--- START OF Recorded data ---

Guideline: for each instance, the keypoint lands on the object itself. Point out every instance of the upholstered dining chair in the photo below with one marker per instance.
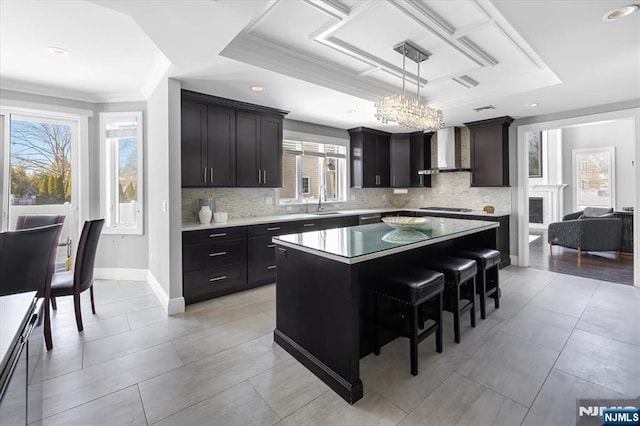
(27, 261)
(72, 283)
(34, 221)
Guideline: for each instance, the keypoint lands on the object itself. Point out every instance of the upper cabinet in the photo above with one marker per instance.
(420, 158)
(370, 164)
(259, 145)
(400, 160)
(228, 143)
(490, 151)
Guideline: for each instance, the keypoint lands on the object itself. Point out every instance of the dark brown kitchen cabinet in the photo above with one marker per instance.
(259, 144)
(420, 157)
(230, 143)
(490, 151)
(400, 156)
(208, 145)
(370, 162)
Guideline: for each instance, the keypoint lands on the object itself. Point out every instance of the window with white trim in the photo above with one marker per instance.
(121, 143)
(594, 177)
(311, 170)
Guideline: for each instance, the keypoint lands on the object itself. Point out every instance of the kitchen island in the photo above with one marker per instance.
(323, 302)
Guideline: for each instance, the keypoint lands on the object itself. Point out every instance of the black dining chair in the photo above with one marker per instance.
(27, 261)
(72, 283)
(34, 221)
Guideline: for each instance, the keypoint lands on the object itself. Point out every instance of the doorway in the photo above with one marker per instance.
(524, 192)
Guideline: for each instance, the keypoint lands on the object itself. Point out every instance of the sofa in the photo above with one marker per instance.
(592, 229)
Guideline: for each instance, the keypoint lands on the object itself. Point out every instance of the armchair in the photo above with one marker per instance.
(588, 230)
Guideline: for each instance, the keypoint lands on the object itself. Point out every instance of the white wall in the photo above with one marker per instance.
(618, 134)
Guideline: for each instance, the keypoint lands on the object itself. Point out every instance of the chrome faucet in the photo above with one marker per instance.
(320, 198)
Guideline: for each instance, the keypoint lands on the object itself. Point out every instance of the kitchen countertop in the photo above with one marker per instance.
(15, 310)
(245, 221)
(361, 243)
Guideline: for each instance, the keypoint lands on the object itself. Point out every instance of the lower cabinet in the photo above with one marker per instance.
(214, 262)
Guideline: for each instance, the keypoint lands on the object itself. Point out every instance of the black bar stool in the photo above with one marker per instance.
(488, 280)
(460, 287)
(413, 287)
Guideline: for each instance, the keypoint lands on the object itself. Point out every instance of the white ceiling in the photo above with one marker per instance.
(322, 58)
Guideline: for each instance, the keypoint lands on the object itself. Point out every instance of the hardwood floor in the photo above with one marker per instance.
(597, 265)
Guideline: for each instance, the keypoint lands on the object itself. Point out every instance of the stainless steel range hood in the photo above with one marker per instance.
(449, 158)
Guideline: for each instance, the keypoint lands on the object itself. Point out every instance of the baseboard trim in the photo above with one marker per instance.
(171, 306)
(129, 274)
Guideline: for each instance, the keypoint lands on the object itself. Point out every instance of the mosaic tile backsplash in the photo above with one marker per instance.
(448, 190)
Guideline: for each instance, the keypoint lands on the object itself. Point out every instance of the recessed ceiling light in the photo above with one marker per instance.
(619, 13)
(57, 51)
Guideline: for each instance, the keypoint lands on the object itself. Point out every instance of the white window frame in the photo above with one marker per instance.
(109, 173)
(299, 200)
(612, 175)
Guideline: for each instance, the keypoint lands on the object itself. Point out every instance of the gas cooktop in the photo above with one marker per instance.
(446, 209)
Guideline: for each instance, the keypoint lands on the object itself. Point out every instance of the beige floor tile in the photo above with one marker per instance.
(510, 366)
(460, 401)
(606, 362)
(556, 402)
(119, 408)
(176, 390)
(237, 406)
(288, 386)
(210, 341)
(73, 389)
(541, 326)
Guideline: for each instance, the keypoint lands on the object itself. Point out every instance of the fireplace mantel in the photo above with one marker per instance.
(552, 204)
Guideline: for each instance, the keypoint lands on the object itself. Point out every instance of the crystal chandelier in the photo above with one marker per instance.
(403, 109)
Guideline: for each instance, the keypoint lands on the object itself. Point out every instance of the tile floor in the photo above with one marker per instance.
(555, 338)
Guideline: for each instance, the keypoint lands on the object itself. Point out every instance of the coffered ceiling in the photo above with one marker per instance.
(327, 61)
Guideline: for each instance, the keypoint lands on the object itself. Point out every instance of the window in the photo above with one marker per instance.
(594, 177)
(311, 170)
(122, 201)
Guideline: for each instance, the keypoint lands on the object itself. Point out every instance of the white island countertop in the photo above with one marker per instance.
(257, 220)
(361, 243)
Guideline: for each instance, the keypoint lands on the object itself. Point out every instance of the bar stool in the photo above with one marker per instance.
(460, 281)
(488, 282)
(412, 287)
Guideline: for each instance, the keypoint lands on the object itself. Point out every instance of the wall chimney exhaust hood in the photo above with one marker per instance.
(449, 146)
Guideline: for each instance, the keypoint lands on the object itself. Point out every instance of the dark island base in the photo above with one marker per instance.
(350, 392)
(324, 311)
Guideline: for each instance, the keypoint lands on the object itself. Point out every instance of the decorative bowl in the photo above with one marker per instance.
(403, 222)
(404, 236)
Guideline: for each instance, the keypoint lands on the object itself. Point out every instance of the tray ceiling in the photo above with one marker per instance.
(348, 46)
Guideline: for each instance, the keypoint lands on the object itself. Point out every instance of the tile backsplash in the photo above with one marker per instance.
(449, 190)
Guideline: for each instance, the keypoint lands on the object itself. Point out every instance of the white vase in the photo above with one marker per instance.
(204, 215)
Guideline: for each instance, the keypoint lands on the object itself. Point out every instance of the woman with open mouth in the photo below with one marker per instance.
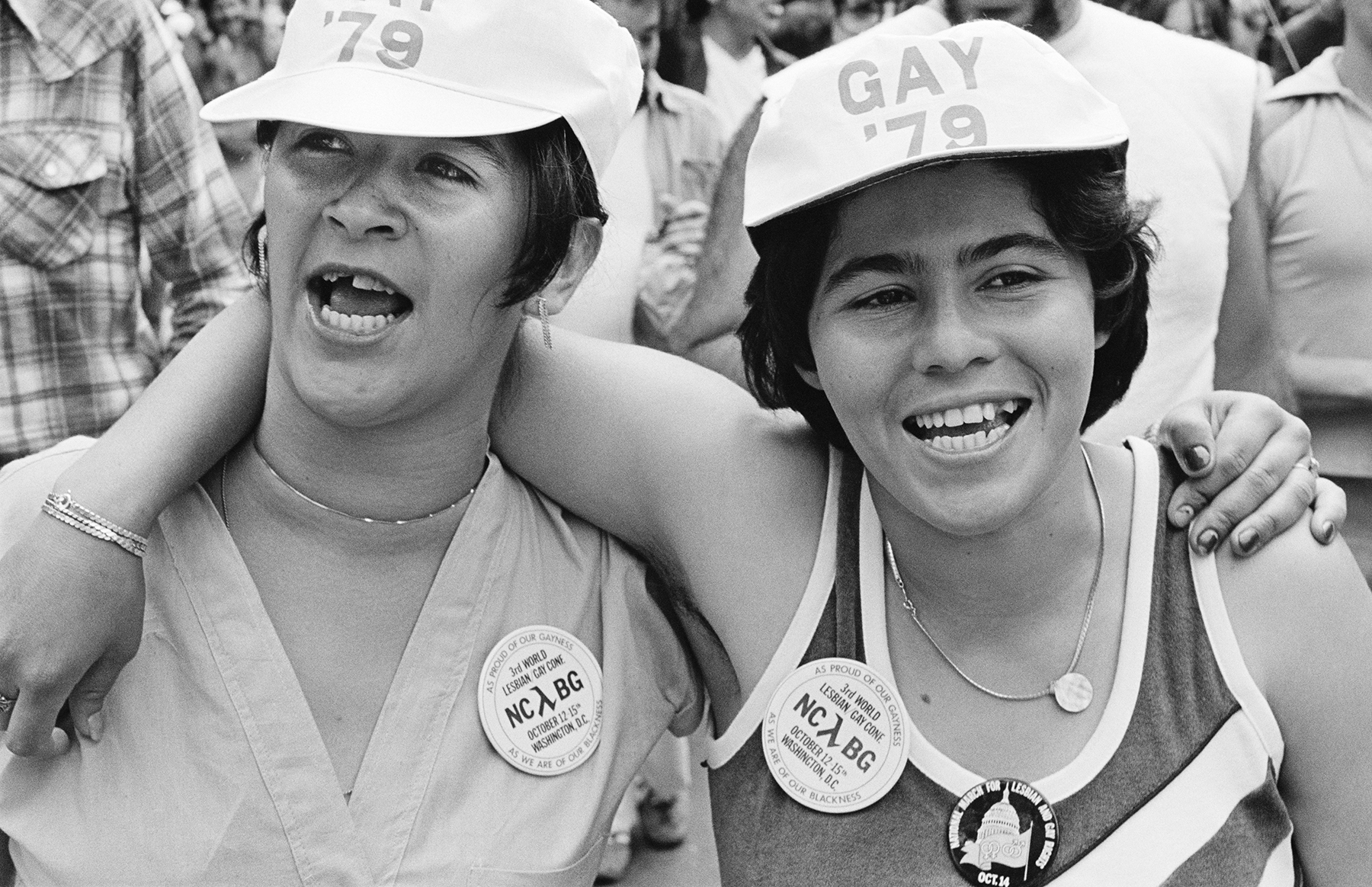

--- END OF Recorded data ---

| Directive |
Write out the records above exactly as they stand, leaving out every picture.

| Solution to the problem |
Guideline: for each instance, the keypoint lands on the object itself. Point out every instance of the upholstered dining chair in the photo below with one marker per instance.
(27, 261)
(72, 283)
(34, 221)
Guideline: for each instance, the keypoint lands on the object itself. Point out every instance of the upper cabinet in the photo above with one marker per instance.
(420, 158)
(370, 164)
(259, 145)
(400, 160)
(228, 143)
(490, 151)
Guideline: for each instance, the keypoint lands on the object itself. Point out every instance of the dark brown kitchen cabinet in the photo above with one marker per instance.
(259, 144)
(420, 157)
(230, 143)
(490, 151)
(400, 156)
(208, 145)
(370, 162)
Guideline: for each instance, the keypoint lands on the object itself. Point out every instance of the window with white trim in the photo above with one marker per instance.
(121, 143)
(594, 177)
(311, 170)
Guideline: for each instance, the keypoint lands on the object itself. Point out every instance of the kitchen island in the photo above with one marker per instance.
(323, 302)
Guideline: for each instance, the keypoint lands on the object itself. Point out every instance of the black dining chair in the photo above with one marker per instance.
(27, 261)
(72, 283)
(34, 221)
Guideline: for each instance, the keypoint lands on the object itself. Point out every instance of the doorway in the photo above with one marker per instance.
(524, 192)
Guideline: for each instance, the keypoint lands on the object itself. Point out every instance of the sofa in the photo above with one marker per instance.
(592, 229)
Guideline: for each instance, the keypoint lands on the object itself. Point out every instance of the armchair in the photo above with one marker per instance.
(588, 230)
Guideline: for each instance, the keypoint lands on the object itself. Point out every instance of the white wall in the photo above with one marker per instance.
(618, 134)
Guideline: for each instance, the keypoint lands on the object itself. Point out every instance of the chrome faucet in the photo above with one marker per instance.
(320, 198)
Guideline: for each instance, the keypoint lands on the object itself. Point out every instance of the kitchen countertop in the photo above with one marker per instance.
(15, 310)
(245, 221)
(361, 243)
Guideline: for each instance, the keypoint lands on the object itself. Point out every instance of the lower cabinet in the photo above with one marker per instance.
(214, 262)
Guideline: for each instance, the keypoint lands on the object itself. Point out every instance of the black bar stool in the photo above with one marker per instance.
(488, 280)
(460, 287)
(413, 287)
Guideline: for each instance, the keypoint lands on the object itself. Point out every instance of the white ceiling in the photo above with one marker per instance.
(322, 58)
Guideline: for each instance, the keypoint lands on the object itself. Point out every instance of the hardwood floor in the photo above with one marker per instance.
(597, 265)
Guideline: for each instance, the keypoint lands on the object itself. Point out every instance of the stainless steel range hood in the photo above with one marker per instance.
(449, 158)
Guideline: for each instance, the keypoint lands on the object itself. Point out every instance of the baseboard trim in the photo above with one marker per instance.
(171, 306)
(129, 274)
Guideline: for each instance, the keypoint lands on the object itself. Point out every instance of the mosaic tile backsplash in the photo above with one marker per instance.
(448, 190)
Guideline: for each instance, the keypoint lands on the object itself. Point out every instance of the recessed ceiling light in the photo above with one marker per instance.
(619, 13)
(57, 51)
Guideline: for each instance, the keypoint lands on the object itself. Point out every instance of the white window frame in the photo above with one marker per instance.
(109, 173)
(299, 200)
(612, 175)
Guideline: for each instance, the keypoint lands on the object itself. Point out every instance of the gas cooktop in the photo above with one marker per instance.
(446, 209)
Guideline: for each instance, the keypoint lands on the object itself. Point out every instance of the beige floor tile in the photo above with one marker per instance.
(510, 366)
(460, 401)
(606, 362)
(556, 402)
(119, 408)
(176, 390)
(237, 406)
(288, 386)
(210, 341)
(73, 389)
(541, 326)
Guideline: for each instance, the keypoint lands on the object itself. Point out every instance of the fireplace mantel in the photo above with one marker per instance.
(552, 204)
Guideline: for each instance, the keypoint lands on the object itself. Point out every instance of the crystal chandelier in the photo above with one marker per instance.
(403, 109)
Guideline: for each instance, the keypoint lands on the object itself. Point out every instance of the tile floor in the photo above with one marker per instance.
(555, 338)
Guideline: for each instance, the keypoint lands on the object itself. Point out every instance of the coffered ceiling in the photo above with one marker per instance.
(327, 61)
Guideline: for each instance, the keypoint lands on the object itself. Point out every instance of the window in the photo above with one marker per instance.
(594, 177)
(311, 170)
(122, 201)
Guideline: for each instance, the keypoint lands on the object itself. Point out every instance of the white island countertop in the photo above with one marker per instance.
(257, 220)
(361, 243)
Guideline: for each instance, the keypoint lands on the object itself. Point out every instance of the bar stool in the photo above with one marker per instance.
(460, 281)
(488, 282)
(412, 287)
Guideline: for each instance, the keypoint lands on the object itself. Point out every instance of the wall chimney exhaust hood in the photo above with one marker per instance.
(449, 146)
Guideline: for each instance, the keypoint lands on the object itself. Point out every instance of the dark island base in the photo above with one marker per instance.
(350, 392)
(324, 311)
Guideline: for each instance, the keypoint lands on the object itself. Point out every instance of the decorative bowl in the photo above with one marker per instance.
(403, 222)
(404, 236)
Guideline: for each instance, the keypoint lands on the object itself. Point out every instance of the tray ceiling in the photo above with one marker per instance.
(348, 46)
Guideline: for each instance, the keypoint lands on the object itself. Point out every instance of the tile backsplash in the photo above with one marker per instance.
(449, 190)
Guideline: for each instance, the keypoint lands on the object itself. Point out every instance of the white vase in the photo above with one marker per instance.
(204, 215)
Guideline: for each instance, the keypoint lands on the object itself. Point out every instance of the woman with open mouth in the photo below with one marker per instance.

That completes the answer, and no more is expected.